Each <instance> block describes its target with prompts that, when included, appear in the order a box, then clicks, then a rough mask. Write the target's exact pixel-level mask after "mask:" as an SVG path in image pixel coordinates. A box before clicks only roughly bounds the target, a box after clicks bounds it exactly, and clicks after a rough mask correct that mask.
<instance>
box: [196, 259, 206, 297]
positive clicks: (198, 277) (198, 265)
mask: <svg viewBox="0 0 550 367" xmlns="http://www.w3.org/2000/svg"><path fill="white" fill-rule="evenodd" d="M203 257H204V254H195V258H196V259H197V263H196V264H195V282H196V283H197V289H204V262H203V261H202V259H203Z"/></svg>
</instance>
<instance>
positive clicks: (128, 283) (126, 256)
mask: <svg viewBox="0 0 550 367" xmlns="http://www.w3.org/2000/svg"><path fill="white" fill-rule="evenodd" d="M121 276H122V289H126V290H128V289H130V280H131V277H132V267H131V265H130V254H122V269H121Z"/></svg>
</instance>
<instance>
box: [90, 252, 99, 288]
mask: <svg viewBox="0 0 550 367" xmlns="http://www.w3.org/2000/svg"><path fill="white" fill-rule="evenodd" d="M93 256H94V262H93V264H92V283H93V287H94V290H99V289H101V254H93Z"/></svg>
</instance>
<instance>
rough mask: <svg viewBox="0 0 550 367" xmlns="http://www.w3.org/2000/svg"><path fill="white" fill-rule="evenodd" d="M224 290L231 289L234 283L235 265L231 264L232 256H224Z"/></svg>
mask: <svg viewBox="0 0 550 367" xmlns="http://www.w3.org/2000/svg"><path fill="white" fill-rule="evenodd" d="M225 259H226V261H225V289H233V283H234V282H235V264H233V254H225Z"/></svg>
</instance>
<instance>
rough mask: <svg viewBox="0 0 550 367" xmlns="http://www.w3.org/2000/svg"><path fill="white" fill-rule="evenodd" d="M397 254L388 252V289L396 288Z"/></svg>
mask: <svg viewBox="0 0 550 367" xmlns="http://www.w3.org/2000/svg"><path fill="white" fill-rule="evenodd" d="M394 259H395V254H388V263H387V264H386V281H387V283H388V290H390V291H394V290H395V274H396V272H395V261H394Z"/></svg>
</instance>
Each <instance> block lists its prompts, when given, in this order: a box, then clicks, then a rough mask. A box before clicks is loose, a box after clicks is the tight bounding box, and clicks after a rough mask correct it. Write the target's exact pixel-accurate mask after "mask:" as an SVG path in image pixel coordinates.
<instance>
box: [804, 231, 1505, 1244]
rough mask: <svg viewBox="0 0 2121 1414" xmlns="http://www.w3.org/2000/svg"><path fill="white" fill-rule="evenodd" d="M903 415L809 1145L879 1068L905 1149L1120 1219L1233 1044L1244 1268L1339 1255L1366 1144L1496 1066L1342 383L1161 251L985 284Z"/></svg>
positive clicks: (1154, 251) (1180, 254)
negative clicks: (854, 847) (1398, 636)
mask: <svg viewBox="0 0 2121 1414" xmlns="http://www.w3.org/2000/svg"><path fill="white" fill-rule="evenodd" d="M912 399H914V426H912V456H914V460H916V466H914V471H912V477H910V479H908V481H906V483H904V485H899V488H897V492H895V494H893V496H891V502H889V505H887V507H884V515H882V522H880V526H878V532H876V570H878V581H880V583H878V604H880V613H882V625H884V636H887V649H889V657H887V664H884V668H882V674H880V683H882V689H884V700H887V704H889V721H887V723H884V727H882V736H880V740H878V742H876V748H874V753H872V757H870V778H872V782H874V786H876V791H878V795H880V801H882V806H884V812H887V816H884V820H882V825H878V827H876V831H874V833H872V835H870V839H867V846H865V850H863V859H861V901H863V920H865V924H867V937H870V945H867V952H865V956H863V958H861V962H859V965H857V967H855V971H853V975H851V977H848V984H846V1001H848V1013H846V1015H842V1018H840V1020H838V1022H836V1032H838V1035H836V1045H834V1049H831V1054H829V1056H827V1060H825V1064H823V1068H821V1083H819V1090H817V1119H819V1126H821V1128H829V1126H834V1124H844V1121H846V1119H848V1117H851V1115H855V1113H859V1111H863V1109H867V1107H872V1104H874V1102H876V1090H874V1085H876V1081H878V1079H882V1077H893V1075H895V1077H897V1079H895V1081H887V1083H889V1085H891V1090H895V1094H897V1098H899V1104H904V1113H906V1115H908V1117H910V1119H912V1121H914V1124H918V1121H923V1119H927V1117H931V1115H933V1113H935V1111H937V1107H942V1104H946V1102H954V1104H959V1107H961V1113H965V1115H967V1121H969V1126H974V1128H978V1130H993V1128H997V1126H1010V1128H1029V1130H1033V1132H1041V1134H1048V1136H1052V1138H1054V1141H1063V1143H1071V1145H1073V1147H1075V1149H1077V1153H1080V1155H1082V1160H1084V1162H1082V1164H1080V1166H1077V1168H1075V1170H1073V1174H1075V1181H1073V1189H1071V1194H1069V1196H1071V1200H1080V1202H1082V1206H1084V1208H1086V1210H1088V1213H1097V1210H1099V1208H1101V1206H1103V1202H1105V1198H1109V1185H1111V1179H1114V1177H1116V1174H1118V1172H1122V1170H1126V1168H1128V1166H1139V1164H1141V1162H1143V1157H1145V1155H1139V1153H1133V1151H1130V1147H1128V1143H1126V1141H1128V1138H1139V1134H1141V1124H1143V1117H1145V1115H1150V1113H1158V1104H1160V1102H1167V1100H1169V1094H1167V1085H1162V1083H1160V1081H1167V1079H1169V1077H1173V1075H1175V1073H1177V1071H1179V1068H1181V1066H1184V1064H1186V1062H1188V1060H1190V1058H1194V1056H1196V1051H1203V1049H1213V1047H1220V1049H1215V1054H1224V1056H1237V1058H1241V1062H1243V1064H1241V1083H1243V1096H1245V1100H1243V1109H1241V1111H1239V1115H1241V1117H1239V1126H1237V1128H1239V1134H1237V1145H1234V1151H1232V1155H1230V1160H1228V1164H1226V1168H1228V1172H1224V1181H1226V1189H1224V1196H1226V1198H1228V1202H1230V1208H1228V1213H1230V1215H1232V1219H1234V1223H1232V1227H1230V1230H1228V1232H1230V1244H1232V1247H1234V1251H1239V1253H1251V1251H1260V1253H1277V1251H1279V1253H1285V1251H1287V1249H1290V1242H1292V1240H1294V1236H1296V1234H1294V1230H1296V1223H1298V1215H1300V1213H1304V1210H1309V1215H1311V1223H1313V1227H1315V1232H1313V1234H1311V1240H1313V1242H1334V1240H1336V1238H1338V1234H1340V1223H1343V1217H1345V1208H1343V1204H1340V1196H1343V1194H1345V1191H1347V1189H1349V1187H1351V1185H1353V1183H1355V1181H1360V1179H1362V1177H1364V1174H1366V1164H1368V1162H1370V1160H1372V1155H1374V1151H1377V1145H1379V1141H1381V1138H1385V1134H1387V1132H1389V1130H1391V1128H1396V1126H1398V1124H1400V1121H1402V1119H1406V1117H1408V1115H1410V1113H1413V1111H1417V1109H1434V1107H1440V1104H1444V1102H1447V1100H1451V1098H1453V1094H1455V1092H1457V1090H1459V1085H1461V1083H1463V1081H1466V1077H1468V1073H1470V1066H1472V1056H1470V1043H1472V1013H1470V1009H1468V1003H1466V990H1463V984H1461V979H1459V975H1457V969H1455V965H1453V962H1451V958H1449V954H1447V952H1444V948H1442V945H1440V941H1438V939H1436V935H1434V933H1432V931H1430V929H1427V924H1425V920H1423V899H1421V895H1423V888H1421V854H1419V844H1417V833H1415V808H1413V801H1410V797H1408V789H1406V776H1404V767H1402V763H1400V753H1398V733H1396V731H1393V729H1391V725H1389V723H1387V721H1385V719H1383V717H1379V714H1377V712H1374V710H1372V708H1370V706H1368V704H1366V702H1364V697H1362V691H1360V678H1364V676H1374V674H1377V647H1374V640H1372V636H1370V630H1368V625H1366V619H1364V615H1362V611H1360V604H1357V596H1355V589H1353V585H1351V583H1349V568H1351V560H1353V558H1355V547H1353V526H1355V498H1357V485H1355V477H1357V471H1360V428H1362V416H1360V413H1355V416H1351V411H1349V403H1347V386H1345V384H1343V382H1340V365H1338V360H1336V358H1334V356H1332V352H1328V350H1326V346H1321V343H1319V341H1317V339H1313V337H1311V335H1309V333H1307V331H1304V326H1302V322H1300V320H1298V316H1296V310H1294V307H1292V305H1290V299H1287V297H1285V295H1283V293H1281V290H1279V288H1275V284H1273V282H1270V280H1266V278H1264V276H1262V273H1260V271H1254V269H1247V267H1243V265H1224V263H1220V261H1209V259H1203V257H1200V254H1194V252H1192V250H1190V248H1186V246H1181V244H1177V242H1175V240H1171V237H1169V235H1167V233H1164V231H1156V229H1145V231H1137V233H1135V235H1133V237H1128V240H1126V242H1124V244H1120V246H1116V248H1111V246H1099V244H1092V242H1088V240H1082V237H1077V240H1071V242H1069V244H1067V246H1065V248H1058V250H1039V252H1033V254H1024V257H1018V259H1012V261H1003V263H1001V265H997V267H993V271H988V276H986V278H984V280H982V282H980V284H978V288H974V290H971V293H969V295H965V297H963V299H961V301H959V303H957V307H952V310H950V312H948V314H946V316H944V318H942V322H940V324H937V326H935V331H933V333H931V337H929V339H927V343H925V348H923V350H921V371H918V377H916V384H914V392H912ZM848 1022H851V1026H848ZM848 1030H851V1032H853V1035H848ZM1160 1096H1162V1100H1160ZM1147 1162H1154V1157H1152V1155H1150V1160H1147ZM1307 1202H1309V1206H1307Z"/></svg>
____________
_Exercise requirements_
Every line of the material that holds the word "target" must be found and copied.

_Solution_
Each <instance> block describes its target with prompts that, when included, appear in the order a box, then clicks, then a rough mask. Write the target's exact pixel-level mask after "mask:" as an SVG path in image pixel coordinates. A box before clicks only roughly bounds the target, a box after clicks bounds it exactly, and clicks after a rough mask correct that mask.
Each <instance> block lists its prompts, when given, in this order: a box, then clicks, then a rough mask. A box before clicks is loose, a box after clicks is the tight bounding box, and clicks after a rough mask correct it. Write the target's exact pixel-accurate mask after "mask:" as an SVG path in image pixel coordinates.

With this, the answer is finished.